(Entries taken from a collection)
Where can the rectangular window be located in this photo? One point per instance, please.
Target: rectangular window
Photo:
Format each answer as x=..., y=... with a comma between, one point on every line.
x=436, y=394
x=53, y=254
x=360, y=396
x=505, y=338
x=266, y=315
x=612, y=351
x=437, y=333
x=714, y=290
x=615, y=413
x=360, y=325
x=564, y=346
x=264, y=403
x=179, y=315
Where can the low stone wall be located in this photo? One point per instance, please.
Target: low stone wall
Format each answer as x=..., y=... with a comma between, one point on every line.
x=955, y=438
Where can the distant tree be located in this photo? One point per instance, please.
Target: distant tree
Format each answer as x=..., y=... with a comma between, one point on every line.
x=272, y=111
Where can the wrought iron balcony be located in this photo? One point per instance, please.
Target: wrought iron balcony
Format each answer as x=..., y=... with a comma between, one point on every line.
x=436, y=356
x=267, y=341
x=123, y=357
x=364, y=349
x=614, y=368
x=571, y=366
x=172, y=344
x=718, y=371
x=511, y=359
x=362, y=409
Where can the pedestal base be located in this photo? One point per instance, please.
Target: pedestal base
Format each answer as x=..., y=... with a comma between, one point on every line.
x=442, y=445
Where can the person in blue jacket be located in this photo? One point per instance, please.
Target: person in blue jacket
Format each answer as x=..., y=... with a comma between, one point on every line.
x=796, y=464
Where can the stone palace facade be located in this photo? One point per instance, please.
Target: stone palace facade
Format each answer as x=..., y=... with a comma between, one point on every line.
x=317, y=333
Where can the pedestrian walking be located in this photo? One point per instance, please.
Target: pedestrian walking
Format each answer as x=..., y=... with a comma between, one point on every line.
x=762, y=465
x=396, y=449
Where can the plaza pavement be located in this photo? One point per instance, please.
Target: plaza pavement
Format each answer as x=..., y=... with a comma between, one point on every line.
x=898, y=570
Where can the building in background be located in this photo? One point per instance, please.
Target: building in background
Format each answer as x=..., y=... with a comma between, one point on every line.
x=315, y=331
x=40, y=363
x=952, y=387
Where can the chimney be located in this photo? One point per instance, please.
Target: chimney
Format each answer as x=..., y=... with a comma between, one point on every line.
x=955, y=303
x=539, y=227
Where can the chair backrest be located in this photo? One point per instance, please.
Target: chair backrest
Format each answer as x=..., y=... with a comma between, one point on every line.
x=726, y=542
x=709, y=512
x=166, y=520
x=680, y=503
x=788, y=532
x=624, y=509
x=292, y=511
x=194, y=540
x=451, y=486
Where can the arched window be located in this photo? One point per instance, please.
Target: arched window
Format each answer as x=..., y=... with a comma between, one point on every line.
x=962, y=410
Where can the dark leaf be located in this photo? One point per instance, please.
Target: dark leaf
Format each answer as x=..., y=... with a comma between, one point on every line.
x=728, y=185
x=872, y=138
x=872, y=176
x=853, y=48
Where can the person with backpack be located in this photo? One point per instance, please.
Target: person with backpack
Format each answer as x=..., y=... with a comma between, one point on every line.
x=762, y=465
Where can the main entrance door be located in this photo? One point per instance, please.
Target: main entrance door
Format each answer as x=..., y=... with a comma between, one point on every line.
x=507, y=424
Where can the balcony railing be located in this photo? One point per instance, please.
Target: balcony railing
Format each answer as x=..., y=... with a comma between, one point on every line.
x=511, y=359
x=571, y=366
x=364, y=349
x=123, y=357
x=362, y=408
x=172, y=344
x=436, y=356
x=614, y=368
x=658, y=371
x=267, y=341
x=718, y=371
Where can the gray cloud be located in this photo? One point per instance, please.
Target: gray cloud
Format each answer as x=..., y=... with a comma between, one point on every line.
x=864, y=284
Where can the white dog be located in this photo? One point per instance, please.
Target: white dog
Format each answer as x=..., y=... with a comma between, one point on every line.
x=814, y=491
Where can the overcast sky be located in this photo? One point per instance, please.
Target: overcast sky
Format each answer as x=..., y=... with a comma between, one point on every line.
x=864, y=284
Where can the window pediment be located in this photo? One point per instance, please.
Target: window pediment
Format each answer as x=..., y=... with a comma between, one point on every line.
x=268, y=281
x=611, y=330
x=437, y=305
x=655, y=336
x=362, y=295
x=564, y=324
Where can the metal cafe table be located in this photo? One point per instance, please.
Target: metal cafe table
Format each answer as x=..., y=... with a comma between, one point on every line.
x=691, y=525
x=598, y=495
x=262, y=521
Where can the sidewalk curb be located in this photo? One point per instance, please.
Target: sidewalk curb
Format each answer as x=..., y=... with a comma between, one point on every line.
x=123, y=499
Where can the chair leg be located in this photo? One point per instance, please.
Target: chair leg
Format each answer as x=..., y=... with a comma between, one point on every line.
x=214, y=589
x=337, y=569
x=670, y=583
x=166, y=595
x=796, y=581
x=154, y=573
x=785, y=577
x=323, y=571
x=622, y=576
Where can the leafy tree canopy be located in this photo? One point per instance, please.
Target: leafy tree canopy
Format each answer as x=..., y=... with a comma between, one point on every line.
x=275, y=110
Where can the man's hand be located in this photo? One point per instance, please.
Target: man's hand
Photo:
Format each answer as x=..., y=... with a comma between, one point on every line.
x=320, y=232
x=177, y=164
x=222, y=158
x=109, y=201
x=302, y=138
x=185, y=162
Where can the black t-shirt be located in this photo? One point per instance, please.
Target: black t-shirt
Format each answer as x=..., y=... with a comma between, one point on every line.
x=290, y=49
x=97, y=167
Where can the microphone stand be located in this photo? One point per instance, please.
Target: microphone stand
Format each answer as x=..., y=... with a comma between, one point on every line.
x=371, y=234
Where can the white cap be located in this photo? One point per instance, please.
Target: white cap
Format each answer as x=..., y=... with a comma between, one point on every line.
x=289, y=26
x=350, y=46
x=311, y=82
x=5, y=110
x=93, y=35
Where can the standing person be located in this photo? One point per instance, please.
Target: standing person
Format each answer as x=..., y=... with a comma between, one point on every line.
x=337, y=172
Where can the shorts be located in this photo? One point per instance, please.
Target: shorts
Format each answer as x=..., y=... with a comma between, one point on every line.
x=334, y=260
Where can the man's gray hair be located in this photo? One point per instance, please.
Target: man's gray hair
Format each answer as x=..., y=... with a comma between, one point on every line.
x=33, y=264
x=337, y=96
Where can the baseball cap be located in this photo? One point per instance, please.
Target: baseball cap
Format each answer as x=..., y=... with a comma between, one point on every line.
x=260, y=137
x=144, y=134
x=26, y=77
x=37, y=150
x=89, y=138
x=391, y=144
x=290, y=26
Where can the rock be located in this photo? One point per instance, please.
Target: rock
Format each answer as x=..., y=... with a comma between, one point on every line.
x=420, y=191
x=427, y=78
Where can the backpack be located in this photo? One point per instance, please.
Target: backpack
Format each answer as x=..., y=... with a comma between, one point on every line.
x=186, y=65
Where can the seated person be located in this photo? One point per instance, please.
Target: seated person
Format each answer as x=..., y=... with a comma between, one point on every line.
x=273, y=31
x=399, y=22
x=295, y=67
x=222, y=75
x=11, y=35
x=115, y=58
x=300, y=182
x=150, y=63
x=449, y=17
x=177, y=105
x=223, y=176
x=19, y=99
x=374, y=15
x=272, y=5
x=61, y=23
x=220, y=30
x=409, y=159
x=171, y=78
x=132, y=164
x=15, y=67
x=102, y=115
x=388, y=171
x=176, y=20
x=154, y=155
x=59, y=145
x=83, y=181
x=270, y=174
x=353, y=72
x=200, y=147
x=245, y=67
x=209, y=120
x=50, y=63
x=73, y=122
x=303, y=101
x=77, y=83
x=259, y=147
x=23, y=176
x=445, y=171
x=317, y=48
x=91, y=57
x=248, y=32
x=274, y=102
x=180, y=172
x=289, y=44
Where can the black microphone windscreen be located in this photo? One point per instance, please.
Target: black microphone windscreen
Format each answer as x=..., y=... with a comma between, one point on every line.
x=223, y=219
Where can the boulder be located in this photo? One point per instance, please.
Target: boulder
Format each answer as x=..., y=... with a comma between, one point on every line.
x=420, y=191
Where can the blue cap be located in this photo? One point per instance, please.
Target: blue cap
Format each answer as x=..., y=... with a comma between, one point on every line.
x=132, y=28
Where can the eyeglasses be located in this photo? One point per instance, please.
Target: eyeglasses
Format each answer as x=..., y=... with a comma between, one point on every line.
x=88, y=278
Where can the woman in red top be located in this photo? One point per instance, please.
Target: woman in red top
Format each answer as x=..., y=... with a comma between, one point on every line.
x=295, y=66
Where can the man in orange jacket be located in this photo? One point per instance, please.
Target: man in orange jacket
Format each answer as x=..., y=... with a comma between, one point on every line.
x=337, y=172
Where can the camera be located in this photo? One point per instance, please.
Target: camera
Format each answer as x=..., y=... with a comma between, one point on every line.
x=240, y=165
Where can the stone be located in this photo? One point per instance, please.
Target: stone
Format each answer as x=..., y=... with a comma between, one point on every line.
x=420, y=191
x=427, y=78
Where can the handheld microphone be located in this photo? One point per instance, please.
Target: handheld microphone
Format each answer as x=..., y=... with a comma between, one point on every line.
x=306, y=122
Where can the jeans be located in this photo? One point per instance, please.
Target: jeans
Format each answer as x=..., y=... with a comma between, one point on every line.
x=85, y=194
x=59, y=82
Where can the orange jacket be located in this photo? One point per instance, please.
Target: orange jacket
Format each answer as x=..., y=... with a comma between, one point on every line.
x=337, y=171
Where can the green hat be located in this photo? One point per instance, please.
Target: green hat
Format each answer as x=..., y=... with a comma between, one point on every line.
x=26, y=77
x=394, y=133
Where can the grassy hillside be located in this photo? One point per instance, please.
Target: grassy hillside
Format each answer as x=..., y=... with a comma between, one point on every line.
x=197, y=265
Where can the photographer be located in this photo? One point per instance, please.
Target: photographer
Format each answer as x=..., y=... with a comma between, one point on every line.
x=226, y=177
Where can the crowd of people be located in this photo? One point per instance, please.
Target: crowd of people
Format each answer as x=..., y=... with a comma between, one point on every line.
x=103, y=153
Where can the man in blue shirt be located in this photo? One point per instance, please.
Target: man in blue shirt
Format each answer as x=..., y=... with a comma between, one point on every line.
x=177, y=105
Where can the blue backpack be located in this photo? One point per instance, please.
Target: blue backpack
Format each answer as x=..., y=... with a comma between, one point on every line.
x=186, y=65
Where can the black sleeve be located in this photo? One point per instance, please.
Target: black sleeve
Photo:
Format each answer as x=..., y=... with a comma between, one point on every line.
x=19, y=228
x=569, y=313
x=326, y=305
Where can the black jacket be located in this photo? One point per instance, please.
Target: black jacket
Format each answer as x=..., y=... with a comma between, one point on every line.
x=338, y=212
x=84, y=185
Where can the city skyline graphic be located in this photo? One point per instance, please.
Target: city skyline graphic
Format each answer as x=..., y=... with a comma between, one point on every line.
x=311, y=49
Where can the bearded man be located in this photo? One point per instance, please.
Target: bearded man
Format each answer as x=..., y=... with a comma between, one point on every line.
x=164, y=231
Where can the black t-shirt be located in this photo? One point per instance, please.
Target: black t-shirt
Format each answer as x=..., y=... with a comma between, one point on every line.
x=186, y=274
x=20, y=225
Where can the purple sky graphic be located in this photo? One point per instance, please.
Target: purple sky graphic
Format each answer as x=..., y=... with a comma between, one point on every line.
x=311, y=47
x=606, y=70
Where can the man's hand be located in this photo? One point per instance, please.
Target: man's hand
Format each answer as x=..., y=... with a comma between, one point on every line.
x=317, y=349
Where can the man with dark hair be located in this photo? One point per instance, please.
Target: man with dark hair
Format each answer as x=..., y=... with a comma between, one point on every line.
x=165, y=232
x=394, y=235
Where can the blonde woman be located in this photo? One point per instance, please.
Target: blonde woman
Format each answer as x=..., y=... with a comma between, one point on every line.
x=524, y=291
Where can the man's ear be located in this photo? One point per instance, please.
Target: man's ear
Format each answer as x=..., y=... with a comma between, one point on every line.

▸ Work required: Write down again, exactly as given, only the lines above that fall from the line with "Target: balcony railing" to the line with "Target: overcast sky", inclusive.

▸ Finished exercise:
Target: balcony railing
Format each answer as x=..., y=... with a comma between, one point on every line.
x=511, y=359
x=571, y=366
x=364, y=349
x=123, y=357
x=362, y=408
x=172, y=344
x=436, y=356
x=614, y=368
x=658, y=371
x=267, y=341
x=718, y=371
Where can the gray cloud be located in this photo? One point per instance, please.
Target: gray cloud
Format each answer as x=..., y=... with a comma between, one point on every line.
x=864, y=284
Where can the white dog be located in this photo? One point per instance, please.
Target: white dog
Format each answer as x=..., y=... with a comma between, one point on every line.
x=814, y=491
Where can the overcast sky be located in this photo? One point per instance, please.
Target: overcast sky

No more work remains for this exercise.